## [WHAT TO PRODUCE]
Continue the article below on sarcopenia in systemic sclerosis patients, starting after its final sentence.

## [GIVEN PASSAGE]
Loss of muscle mass and strength — known as sarcopenia — may affect up to 55% of patients with systemic sclerosis (SSc), a study suggests.

Moreover, sarcopenia was found to be associated with several clinical and nutritional parameters of disease severity.

The study, “Sarcopenia in systemic sclerosis: the impact of nutritional, clinical, and laboratory features” was published in the journal Rheumatology International.

People with rheumatic diseases — including rheumatoid arthritis, psoriatic arthritis, ankylosing spondylitis, systemic lupus erythematosus, and fibromyalgia — are more prone to develop sarcopenia, the loss of muscle mass and strength that may progress to disability.

SSc is a chronic autoimmune rheumatic disease, and two recent studies have estimated a prevalence of 20.7% to 22.5% of sarcopenia among SSc patients. In one of the studies, sarcopenia was associated with duration and severity of the disease, namely lung and skin involvement.

Now, a team led by researchers at the University of Siena, Italy, evaluated the presence of sarcopenia in 62 SSc patients — 50 with limited cutaneous SSc and 12 with diffuse cutaneous SSc — using two common tools to assess muscle wasting, the hand grip strength (HGS) and the Relative Skeletal Mass Index (RSMI) test.

The researchers also evaluated clinical and lab parameters, as well as patients’ nutritional status, including lean body mass (LBM) and vitamin D levels.

According to RSMI, sarcopenia is defined as a score below 7.26 kilograms per square meter in men, and below 5.50 in women. According to these values, researchers found that 26 SSc patients (42%) in the cohort analyzed were positive for sarcopenia.

Age, as well as malnutrition and LBM, influenced the prevalence of sarcopenia. Longer disease duration, and higher scores in the modified Rodnan skin score (mRSS), as well as increased inflammation (as measured by the erythrocyte sedimentation rate) were also associated with sarcopenia.

## [DATA]
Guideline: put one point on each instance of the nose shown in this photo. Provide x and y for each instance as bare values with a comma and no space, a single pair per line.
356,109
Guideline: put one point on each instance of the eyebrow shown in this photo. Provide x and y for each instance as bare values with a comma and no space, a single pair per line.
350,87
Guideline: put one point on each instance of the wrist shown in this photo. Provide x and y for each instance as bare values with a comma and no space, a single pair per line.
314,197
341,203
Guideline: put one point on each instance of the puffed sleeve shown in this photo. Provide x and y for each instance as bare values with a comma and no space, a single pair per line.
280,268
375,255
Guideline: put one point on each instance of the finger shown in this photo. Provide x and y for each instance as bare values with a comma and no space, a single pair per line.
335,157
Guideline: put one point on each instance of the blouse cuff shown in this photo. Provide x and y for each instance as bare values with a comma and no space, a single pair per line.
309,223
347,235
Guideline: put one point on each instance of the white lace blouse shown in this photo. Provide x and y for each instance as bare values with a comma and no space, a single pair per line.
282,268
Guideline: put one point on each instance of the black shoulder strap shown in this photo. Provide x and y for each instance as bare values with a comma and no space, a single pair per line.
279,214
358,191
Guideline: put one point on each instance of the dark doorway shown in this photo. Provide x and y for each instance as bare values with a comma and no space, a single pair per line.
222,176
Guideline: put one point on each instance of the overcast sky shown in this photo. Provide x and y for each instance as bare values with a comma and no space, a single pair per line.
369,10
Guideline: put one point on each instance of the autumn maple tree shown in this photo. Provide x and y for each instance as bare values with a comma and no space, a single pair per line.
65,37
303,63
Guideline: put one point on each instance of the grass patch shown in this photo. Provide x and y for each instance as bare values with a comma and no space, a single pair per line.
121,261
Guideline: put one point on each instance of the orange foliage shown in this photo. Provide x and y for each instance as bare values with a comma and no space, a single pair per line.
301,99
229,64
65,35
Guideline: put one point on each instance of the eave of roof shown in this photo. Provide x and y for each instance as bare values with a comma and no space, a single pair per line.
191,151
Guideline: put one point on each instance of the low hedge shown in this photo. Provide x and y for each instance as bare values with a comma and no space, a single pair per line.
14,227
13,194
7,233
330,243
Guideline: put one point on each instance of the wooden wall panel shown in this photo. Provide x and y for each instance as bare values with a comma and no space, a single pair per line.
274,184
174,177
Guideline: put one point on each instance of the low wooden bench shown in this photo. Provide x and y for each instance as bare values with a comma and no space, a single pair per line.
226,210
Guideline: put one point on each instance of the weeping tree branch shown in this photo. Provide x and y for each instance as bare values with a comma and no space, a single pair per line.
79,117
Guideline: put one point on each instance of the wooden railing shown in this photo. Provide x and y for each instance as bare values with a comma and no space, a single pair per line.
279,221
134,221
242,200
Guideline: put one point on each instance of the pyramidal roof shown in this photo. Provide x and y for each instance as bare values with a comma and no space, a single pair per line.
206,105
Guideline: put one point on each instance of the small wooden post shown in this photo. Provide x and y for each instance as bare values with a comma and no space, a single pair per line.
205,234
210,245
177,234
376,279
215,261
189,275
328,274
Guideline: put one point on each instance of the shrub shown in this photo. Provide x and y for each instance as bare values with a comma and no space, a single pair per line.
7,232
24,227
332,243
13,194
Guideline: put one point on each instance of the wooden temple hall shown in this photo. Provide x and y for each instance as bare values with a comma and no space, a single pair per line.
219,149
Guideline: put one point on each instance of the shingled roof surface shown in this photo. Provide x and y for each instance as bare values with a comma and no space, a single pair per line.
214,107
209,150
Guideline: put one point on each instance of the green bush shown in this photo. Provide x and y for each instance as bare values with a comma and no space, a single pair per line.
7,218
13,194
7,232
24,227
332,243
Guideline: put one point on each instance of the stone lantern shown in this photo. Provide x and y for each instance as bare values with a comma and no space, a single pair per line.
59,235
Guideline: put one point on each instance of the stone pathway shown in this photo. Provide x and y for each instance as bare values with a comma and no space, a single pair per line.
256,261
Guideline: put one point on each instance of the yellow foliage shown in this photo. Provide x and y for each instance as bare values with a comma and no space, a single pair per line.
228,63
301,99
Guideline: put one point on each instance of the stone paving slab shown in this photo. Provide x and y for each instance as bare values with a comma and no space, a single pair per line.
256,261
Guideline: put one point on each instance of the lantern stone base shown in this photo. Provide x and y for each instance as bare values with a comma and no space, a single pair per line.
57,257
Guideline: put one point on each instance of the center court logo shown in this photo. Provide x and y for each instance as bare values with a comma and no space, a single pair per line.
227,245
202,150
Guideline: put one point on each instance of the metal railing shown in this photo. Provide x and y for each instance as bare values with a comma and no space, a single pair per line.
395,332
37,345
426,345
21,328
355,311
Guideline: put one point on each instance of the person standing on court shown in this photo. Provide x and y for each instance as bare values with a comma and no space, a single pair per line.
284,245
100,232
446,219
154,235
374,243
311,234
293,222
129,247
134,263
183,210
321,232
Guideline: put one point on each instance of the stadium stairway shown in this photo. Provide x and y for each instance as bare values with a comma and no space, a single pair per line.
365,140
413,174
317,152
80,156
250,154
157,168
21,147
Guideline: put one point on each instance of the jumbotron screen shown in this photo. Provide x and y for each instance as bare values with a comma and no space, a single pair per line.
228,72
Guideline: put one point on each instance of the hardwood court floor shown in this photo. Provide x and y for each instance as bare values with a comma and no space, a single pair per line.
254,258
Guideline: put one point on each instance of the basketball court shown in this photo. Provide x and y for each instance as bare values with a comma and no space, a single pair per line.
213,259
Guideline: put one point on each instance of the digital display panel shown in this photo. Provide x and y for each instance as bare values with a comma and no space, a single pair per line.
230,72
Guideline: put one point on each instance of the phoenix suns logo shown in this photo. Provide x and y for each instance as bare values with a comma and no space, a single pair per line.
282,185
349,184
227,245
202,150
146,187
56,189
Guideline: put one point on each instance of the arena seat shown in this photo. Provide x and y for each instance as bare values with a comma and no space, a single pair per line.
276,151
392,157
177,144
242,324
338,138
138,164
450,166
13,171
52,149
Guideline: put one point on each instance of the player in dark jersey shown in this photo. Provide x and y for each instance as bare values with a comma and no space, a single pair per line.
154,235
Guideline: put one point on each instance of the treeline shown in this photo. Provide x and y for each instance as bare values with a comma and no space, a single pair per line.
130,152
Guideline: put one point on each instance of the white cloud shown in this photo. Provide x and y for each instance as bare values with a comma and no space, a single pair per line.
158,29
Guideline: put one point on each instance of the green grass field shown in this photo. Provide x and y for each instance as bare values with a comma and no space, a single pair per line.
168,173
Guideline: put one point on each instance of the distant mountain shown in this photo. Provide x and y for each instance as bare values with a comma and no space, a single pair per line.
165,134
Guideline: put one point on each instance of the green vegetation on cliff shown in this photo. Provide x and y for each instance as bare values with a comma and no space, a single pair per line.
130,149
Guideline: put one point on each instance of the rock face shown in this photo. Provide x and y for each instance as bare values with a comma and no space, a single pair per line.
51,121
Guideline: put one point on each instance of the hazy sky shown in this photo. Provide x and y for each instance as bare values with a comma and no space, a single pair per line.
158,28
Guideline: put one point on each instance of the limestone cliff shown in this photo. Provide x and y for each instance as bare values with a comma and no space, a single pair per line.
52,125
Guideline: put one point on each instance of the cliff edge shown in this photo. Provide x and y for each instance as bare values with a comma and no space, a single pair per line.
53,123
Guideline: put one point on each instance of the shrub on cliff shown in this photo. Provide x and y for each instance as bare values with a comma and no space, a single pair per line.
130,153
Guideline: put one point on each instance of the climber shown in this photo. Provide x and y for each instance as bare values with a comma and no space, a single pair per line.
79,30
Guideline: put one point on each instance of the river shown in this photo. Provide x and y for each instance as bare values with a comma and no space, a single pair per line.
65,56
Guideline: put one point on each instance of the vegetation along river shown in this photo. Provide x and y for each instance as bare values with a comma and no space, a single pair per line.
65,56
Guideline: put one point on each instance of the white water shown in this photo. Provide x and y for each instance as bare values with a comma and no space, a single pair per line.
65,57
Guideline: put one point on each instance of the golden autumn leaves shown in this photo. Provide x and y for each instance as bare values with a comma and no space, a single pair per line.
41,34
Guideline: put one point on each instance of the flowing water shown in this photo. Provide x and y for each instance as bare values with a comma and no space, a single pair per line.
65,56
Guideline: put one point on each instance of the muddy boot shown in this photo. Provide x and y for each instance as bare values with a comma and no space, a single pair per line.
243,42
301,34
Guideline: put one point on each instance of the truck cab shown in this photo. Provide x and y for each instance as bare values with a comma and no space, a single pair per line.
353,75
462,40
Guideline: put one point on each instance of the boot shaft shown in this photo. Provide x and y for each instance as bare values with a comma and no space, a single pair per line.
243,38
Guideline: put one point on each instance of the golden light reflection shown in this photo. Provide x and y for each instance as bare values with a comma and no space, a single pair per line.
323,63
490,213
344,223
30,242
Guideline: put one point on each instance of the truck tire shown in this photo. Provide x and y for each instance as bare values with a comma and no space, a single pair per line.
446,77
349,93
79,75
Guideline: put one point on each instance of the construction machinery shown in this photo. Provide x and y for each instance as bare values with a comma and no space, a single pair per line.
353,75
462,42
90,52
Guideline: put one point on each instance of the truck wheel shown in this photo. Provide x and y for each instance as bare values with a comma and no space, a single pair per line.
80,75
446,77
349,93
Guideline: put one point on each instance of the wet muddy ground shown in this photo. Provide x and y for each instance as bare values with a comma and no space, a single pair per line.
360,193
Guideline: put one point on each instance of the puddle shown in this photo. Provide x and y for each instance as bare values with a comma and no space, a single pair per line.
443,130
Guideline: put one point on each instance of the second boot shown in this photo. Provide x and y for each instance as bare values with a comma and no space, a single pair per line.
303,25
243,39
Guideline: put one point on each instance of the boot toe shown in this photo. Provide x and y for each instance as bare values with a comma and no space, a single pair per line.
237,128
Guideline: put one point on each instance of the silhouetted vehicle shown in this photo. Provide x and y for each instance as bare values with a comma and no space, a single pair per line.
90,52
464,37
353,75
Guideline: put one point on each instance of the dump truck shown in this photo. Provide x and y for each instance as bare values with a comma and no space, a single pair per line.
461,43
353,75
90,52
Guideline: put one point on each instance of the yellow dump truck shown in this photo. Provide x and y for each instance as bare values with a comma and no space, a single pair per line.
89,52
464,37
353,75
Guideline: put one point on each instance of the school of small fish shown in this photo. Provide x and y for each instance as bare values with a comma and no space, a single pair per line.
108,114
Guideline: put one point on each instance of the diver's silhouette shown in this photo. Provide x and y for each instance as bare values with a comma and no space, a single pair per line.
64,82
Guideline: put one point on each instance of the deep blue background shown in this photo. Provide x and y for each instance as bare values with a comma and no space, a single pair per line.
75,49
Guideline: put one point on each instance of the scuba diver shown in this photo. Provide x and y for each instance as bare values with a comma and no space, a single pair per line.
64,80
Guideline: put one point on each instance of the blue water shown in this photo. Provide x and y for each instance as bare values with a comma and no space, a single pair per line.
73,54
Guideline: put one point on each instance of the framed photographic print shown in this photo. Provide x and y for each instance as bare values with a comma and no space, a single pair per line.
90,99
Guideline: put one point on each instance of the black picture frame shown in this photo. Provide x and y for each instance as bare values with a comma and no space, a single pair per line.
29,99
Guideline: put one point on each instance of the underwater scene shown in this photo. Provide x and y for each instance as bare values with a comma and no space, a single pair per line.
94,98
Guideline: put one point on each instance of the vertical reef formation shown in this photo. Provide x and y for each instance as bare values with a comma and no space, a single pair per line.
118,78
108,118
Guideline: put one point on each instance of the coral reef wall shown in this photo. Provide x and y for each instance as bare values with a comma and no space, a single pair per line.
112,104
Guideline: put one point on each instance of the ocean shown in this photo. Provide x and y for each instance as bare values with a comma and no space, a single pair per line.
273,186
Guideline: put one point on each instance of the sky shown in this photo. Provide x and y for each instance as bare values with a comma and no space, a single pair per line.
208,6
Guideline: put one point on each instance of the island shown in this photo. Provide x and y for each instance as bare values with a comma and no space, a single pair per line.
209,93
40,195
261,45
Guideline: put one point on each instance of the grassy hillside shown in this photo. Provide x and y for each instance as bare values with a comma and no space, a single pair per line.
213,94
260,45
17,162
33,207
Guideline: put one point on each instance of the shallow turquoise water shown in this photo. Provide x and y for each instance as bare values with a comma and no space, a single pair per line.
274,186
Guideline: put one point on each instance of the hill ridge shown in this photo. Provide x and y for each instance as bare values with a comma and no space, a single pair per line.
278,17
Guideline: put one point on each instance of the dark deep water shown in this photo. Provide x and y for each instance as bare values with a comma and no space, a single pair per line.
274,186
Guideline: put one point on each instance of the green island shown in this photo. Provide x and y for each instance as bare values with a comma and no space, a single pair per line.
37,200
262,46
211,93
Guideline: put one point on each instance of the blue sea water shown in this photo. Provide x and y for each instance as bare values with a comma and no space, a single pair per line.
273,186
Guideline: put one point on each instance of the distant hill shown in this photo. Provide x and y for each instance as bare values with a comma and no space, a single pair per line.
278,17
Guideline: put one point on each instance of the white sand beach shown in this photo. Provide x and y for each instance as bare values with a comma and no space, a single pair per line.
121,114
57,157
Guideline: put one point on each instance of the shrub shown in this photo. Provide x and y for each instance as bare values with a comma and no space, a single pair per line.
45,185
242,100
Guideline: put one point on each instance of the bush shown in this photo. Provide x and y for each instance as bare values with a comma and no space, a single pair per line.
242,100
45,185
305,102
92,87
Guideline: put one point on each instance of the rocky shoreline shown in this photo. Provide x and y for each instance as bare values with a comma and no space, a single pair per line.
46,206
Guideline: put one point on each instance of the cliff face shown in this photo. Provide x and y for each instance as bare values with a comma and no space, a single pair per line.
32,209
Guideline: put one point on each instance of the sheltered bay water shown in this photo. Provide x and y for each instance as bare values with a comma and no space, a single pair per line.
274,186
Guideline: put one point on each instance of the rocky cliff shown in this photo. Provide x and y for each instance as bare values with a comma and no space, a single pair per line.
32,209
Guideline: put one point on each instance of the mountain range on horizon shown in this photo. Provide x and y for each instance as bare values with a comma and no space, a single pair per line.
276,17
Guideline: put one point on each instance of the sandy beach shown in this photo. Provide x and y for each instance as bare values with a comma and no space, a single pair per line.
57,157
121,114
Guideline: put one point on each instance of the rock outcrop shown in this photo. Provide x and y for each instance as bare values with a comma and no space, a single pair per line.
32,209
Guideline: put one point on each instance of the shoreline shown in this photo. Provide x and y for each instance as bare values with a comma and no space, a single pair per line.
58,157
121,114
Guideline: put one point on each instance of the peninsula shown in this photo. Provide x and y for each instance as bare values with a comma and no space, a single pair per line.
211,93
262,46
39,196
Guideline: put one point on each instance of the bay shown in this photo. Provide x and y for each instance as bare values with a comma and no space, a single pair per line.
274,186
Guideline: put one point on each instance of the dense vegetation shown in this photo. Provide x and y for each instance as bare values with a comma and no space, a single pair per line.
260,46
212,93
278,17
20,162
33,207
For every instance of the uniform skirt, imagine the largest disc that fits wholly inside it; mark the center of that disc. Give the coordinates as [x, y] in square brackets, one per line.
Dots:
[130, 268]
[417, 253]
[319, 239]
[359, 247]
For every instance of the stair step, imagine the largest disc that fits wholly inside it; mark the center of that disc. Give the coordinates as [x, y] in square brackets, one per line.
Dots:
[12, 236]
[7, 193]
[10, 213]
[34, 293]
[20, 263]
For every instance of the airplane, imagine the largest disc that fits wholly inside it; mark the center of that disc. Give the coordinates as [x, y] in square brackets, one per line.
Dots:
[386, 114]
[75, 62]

## [EXERCISE RESULT]
“mRSS was on an average four times higher in sarcopenic cohort than in non-sarcopenic one,” researchers stated.

Researchers also found that the presence of antinuclear antibodies — those reacting against proteins inside cells — and a reduction in the lungs’ diffusing capacity for carbon monoxide (DLCO) — a test of the lungs’ capacity to transfer oxygen from the air sacs into the blood — also correlated with sarcopenia.

Quality of life, measured by the Short Form Health Survey (SF-36), was significantly lower in sarcopenic SSc patients.

Using the HGS, whose scores below 30 identify sarcopenia in men and below 20 in women, the prevalence of sarcopenia in this SSc population was 54.8% (34 patients affected).

The team also emphasized that “all patients with [diffuse cutaneous] SSc resulted [as] sarcopenic according to the HGS index.”

Overall, “by using both RSMI and HGS to assess sarcopenia in SSc, the results of this study demonstrated that this condition correlates with different nutritional, clinical, and biochemical parameters associated with the worsening of the disease,” the team concluded.